* Excerpted passage *
┄┄┄┄┄┄┄┄┄┄

So, in the question, there is a DC electromagnet pulling on a magnetizable plate. There is a force of attraction and as the plate gets closer both the force increases as does the localized flux density. Looking at this in terms of a fixed magnet with a coil wrapped around it, the plate moving towards the coil/magnet will cause the local magnetic flux to increase and this will produce an emf pulse in one direction in the coil. As the plate moves away, the flux density decreases and this causes an emf pulse in the other direction.

The emf is a pulse because it is only generated while flux is being changed. Faraday's law of induction!

Going back to the electromagnet scenario (rather than physical magnet and coil), the effect of this "internal-to-the-coil" emf is seen at the terminals if the power feed is a current source just as a guitar pick-up works. However, because the electromagnet is voltage fed, the voltage pulse forces a current into or out-of the source depending on which way the plate moves.

Given that there is the normal DC current of the electromagnet, this pulse of current (limited by the self inductance and resistance of the coil) will cause a momentary increase/decrease in that current. This will be seen along the power rails to the coil.

┄┄┄┄┄┄┄┄┄┄

* Record list *

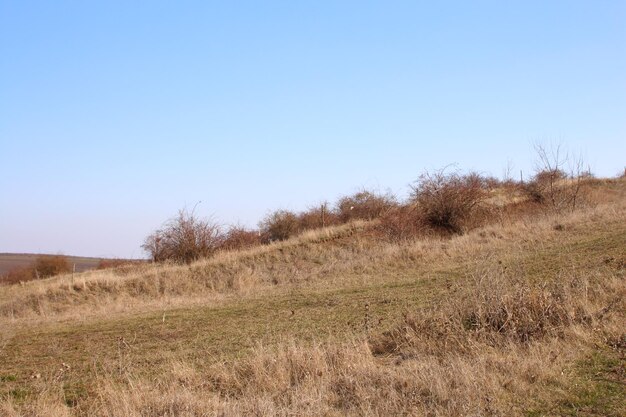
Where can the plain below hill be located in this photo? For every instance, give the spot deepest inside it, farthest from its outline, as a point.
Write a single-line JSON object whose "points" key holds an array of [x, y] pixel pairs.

┄┄┄┄┄┄┄┄┄┄

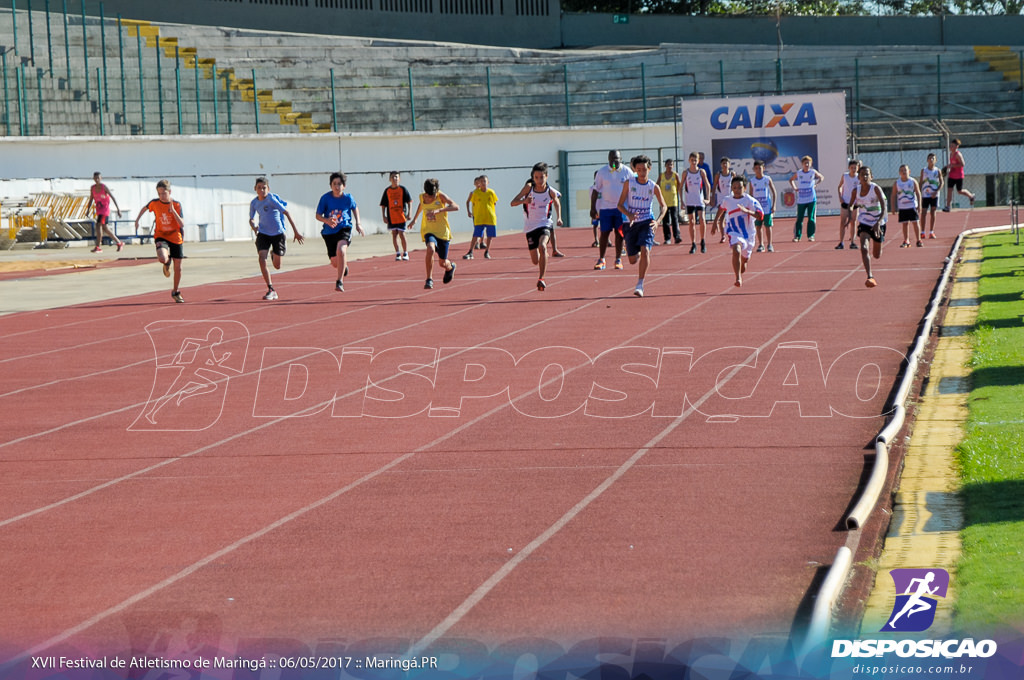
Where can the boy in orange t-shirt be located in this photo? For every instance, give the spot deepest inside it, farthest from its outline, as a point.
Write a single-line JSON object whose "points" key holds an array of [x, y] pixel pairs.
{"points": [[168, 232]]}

┄┄┄┄┄┄┄┄┄┄

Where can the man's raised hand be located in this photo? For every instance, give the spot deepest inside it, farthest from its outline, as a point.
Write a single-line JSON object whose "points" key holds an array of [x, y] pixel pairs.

┄┄┄┄┄┄┄┄┄┄

* Requests *
1 – In the electromagnet explanation that comes before the rows, rewrite the paragraph beginning "So, in the question, there is a DC electromagnet" as a short list that keeps its main facts.
2 – Pick up the electromagnet explanation from before the rows and continue it from its last sentence.

* Answers for the tasks *
1 –
- A DC electromagnet pulls on a magnetizable plate.
- As the plate gets closer, the attractive force and the local flux density both increase.
- If the setup is treated as a fixed magnet with a coil around it, the plate moving toward the coil/magnet raises the local flux and produces an emf pulse in one direction in the coil.
- As the plate moves away, the flux density drops, which produces an emf pulse in the other direction.

2 –
So, the coil is energized and just sat there minding its own business. Then, the plate comes along and rapidly moves to the coil due to magnetic forces. This cause a modulation in the current taken by the coil BUT, importantly no voltage spike because the coil is energized with a voltage source via a transistor or a switch.

If you pull the plate away then there is another current pulse but for the reasons above there won't be a voltage spike.

Next, you open circuit the coil and immediately your flyback diode catches the back-emf - will the plate becoming detatched at this point make things any worse - no!

Does a relay need a special form of coil protection other than a flyback diode - no!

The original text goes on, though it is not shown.